- Your task: Edit the entries that follow by replacing each occurrence of "pronghorn" with "antelope". Leave every other part of the entries unchanged.

- Material for this task:

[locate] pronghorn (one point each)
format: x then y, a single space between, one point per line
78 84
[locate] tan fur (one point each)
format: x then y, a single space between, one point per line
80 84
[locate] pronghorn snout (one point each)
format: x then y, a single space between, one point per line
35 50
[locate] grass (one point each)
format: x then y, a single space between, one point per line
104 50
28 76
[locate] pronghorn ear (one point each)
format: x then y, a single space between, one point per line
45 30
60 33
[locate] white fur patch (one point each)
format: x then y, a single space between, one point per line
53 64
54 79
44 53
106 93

- Final answer:
[locate] antelope (one point each)
format: x then y, a single space between, one point per line
78 84
[locate] tan fur (one point each)
format: x then y, a single space between, one point per line
80 84
[locate] antelope snout (one point each)
format: x then y, a single space between, one point per line
35 50
[locate] grass (one point each)
format: x then y, a single space between, one point per line
104 50
28 76
[locate] antelope ear (one point each)
format: x then y, a single space between, one point per line
45 30
60 33
[locate] white fur patch (one point each)
format: x then y, a single space between, one point per line
53 64
54 79
44 53
106 93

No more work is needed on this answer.